Are Gluten Sensitivity Rates Rising?
Very few US studies have been conducted to determine celiac disease prevalence, and even less for gluten sensitivity.
Celiac Disease Rates
The prevalence of celiac disease in the US ranges from 0.5 to 1.0%, similar to estimates in Europe. Although Mayo Clinic researcher Rubio-Tapia et al. stated that celiac disease was 'on the rise', this was based on estimates between 1948 and 1954 that increased from 0.2% to approximately 1% 45 years later. The lower rate may have been due to collecting data on 9133 healthy recruits accepted into military service from all over the country of various nationalities and comparing them to cohorts in Minnesota (MN, USA), where many families immigrated from Northern Europe. In another study, Olmsted county (MI, USA) residents diagnosed with celiac disease between 1950 and 2001 were identified through the Rochester Epidemiology Project. The overall annual incidence of celiac disease was 2.1 per 100,000, but increased from 0.9 per 100,000 in 1950–1989 to 3.3 per 100,000 in the 1990s, and 9.1 per 100,000 in the final 2 years of the study. A previous 1974 survey revealed very low rates (1 out of 501) compared with current rates, estimated at 1 out of 133.

════════════════════

WHAT THIS TASK INVOLVES:
Pick up the passage on celiac disease and gluten sensitivity rates after its last sentence and continue it.

════════════════════

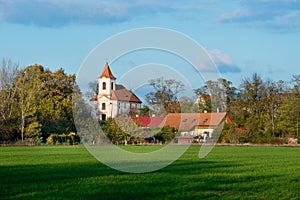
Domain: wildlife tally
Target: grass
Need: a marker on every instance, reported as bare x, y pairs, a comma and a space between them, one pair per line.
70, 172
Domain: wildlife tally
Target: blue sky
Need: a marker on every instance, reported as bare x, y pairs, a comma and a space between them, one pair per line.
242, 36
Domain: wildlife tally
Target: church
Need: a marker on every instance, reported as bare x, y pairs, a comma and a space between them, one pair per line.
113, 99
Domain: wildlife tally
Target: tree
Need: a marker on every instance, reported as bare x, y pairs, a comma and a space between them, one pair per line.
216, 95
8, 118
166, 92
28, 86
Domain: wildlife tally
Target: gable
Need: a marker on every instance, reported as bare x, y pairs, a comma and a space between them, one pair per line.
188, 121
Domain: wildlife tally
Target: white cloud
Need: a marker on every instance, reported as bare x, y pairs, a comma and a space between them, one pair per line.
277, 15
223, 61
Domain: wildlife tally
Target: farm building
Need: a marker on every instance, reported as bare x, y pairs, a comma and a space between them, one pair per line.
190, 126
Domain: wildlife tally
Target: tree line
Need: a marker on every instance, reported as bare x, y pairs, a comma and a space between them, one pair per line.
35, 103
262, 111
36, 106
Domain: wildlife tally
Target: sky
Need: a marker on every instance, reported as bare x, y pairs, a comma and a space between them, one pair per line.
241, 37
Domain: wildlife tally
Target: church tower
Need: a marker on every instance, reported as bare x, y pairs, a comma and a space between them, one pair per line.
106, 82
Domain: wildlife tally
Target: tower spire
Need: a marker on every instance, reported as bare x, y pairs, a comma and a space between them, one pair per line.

════════════════════

WRITTEN ANSWER:
Globally, one of the highest reported celiac disease rates of 5.6% was found in Saharawi, an African population. In Europe, the higher prevalence rates of celiac disease occur in Ireland, Italy and Sweden. The prevalence also seems to have doubled in Finland from 1 to 2% between 1979 and 2000, without it being attributed to better detection.[31,32]
Among the elderly, Vilppula and colleagues reported a higher celiac disease prevalence of 2.13%. They screened 2815 individuals in Finland, aged 52–74 years, using IgA class tissue transglutaminase antibodies followed by small bowel biopsy in those testing positive. Rashtak and Murray reported that a third of the new celiac disease cases were being diagnosed in patients older than 65 years. A similar study in the elderly needs to be conducted to determine the prevalence of gluten sensitivity.
Gluten Sensitivity Rates
If a condition lacks a clear definition, then it becomes difficult, if not impossible, for its quantification in the population. Despite a few research reports that gluten sensitivity rates are rising, there has been no large-scale study in the USA to determine whether this is the case. Even if such a study were conducted, the first step would be to define gluten sensitivity, and this has not been done. Bizarro et al. estimated that for every one person with celiac disease, there are at least six to seven with gluten sensitivity.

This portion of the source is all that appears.